**Objective**
Extract each line in the entries below that contains the string "grass".

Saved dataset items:

>>>>>

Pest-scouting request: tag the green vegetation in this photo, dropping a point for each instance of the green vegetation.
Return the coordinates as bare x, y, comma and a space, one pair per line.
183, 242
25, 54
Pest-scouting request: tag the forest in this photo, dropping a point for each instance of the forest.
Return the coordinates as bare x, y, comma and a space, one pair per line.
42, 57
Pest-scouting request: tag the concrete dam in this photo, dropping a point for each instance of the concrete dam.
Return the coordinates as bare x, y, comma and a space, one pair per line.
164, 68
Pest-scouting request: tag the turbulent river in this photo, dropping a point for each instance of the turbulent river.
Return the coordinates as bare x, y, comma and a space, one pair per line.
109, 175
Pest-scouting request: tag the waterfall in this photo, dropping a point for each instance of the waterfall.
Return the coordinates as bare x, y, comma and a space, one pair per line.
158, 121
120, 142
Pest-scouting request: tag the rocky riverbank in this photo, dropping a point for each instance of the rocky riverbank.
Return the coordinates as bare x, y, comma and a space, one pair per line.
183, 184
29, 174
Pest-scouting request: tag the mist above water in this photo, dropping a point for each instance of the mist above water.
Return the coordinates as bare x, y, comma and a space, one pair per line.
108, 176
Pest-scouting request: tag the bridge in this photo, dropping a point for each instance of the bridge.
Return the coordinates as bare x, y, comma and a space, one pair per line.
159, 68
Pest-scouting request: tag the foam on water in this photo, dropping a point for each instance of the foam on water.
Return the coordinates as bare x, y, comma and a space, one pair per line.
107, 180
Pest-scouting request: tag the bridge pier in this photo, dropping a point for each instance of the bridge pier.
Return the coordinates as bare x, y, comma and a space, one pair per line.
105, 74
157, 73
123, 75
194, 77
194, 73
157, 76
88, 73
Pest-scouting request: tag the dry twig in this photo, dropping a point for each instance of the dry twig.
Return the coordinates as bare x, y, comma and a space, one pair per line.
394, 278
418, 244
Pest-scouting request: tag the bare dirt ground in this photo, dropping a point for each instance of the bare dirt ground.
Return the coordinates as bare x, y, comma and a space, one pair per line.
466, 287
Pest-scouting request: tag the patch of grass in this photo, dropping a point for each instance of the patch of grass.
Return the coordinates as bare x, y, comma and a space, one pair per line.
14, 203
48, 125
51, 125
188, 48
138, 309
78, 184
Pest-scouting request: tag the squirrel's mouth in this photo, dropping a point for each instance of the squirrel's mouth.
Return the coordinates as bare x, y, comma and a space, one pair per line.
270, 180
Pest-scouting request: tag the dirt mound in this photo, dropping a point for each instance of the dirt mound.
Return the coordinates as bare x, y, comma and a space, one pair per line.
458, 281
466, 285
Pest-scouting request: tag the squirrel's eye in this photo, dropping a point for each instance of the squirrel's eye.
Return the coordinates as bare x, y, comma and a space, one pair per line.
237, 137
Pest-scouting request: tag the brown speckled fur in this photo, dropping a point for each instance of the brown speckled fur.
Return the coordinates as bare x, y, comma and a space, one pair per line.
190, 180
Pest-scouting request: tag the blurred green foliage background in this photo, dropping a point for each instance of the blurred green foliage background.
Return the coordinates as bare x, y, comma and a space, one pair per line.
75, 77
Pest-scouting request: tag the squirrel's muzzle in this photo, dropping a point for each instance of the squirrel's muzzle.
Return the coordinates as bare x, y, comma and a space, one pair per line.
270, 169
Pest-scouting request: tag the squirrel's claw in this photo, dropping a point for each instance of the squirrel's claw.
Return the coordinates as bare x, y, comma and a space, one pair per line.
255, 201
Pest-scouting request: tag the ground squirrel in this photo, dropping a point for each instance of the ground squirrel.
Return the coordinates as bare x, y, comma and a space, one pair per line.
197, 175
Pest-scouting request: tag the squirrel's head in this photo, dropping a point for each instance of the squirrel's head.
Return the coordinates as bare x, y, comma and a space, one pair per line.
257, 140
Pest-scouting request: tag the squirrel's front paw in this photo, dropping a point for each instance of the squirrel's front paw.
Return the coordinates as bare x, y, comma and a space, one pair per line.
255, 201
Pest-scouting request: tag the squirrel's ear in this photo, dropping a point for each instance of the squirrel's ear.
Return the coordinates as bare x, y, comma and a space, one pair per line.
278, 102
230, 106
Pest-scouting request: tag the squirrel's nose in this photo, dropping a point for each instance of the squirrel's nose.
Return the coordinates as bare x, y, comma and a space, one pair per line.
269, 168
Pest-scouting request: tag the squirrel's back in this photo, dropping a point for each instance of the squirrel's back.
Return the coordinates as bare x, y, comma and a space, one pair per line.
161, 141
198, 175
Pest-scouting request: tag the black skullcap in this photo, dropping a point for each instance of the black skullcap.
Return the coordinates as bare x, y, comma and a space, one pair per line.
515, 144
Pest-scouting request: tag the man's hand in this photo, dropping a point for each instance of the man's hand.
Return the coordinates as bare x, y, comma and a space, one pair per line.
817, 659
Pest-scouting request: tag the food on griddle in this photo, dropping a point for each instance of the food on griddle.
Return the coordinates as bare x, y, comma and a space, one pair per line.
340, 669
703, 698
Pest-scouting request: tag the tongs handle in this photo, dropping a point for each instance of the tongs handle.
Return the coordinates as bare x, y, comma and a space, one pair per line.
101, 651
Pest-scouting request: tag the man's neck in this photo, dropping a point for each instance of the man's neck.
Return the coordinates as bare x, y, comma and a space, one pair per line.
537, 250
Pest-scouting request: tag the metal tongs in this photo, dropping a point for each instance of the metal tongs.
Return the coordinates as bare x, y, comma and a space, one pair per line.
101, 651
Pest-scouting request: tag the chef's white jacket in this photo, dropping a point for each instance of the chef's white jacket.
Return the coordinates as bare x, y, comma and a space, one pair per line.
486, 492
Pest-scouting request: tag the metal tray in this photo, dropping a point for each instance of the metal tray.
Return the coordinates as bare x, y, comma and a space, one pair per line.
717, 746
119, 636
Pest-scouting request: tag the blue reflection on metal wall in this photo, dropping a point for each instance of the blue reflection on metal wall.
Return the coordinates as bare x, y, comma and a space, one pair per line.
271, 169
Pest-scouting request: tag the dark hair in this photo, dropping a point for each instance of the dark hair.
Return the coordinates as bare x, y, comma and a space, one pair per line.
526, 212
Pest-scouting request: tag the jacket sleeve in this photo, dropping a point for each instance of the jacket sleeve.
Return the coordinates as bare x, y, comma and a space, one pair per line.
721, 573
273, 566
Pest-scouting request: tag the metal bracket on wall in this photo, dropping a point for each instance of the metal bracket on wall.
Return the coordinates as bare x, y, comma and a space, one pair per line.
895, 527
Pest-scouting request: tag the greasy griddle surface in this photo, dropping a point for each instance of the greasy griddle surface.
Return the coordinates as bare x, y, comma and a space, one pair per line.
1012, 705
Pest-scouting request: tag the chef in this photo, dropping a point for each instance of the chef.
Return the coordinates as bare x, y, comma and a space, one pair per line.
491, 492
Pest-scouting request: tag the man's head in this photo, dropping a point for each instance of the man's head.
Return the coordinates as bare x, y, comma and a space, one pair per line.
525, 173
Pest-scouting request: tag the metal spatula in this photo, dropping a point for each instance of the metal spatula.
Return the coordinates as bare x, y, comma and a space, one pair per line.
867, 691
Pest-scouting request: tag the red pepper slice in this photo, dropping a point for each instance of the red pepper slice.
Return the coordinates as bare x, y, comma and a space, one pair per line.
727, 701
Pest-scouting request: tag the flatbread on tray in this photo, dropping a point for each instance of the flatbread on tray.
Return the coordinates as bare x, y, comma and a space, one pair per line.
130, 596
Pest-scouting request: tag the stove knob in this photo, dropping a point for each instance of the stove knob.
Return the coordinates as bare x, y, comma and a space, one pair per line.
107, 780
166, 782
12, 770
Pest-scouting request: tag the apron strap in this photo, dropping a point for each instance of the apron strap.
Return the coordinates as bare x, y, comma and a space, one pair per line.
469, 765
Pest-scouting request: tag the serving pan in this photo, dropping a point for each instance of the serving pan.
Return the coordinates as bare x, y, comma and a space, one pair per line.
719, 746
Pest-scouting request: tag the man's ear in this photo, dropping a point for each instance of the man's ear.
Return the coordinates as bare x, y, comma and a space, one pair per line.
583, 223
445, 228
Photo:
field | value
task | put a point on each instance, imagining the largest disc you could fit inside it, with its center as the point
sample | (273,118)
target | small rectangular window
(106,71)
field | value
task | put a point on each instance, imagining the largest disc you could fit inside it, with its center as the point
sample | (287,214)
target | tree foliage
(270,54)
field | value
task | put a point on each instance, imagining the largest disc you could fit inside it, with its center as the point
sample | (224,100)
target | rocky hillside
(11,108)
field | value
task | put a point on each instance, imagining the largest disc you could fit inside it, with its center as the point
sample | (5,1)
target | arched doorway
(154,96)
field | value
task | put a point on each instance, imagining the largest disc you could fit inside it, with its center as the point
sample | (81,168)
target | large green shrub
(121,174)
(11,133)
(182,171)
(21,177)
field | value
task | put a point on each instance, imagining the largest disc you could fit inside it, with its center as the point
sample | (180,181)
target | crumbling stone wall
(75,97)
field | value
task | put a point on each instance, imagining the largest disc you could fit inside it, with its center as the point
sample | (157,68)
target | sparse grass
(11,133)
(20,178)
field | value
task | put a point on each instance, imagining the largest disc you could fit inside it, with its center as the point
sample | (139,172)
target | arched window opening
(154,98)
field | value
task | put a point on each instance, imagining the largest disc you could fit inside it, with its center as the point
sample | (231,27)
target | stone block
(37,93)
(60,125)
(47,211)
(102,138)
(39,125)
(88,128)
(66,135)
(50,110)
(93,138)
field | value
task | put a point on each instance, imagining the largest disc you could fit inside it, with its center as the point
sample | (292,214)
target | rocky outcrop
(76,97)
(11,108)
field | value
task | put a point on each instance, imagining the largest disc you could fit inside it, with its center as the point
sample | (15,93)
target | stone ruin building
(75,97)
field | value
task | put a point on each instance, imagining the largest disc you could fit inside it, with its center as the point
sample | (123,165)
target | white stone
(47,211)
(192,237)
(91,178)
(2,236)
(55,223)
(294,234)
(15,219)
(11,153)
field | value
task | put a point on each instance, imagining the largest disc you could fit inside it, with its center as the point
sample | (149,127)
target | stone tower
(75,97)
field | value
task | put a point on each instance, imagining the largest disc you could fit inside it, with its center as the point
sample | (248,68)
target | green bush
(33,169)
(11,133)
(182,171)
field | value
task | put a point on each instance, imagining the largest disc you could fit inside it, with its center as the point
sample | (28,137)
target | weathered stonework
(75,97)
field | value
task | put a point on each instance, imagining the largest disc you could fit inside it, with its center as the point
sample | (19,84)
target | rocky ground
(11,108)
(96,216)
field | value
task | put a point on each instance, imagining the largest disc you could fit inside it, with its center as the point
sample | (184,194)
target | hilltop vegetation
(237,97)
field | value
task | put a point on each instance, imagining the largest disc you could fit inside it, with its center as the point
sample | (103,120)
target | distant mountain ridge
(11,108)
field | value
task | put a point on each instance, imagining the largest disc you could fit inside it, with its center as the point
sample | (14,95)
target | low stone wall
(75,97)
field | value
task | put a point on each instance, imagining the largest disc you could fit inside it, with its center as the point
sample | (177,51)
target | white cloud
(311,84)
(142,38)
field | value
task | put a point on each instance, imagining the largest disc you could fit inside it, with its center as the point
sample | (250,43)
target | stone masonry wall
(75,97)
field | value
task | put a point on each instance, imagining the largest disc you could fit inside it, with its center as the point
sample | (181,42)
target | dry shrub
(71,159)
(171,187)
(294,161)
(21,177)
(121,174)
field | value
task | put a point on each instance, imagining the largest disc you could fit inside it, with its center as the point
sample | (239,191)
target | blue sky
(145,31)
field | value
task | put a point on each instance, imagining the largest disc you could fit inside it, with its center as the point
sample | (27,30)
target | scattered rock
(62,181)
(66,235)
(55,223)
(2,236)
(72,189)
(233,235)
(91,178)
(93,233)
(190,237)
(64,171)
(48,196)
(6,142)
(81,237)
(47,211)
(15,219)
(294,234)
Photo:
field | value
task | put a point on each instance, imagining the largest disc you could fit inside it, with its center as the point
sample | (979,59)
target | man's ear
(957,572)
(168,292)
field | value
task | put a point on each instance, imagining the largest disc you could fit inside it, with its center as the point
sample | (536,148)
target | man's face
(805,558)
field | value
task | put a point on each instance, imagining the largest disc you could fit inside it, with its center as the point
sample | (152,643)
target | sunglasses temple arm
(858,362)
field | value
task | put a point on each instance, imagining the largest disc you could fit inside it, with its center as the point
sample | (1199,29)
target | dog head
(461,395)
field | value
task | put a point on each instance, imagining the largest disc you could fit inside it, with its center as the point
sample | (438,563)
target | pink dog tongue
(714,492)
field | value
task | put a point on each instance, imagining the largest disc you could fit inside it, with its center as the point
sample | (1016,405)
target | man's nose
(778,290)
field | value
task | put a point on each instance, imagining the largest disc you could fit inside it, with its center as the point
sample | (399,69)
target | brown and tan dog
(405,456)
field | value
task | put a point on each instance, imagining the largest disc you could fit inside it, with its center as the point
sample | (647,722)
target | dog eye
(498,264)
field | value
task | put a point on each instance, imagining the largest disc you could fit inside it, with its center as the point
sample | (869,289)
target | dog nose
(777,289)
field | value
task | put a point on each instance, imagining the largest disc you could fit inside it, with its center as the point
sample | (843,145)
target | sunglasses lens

<<<<<

**Solution to this task**
Pest-scouting request: tag the patch of grass in this photo, dropping a point for each instance of the patch of grass.
target | sparse grass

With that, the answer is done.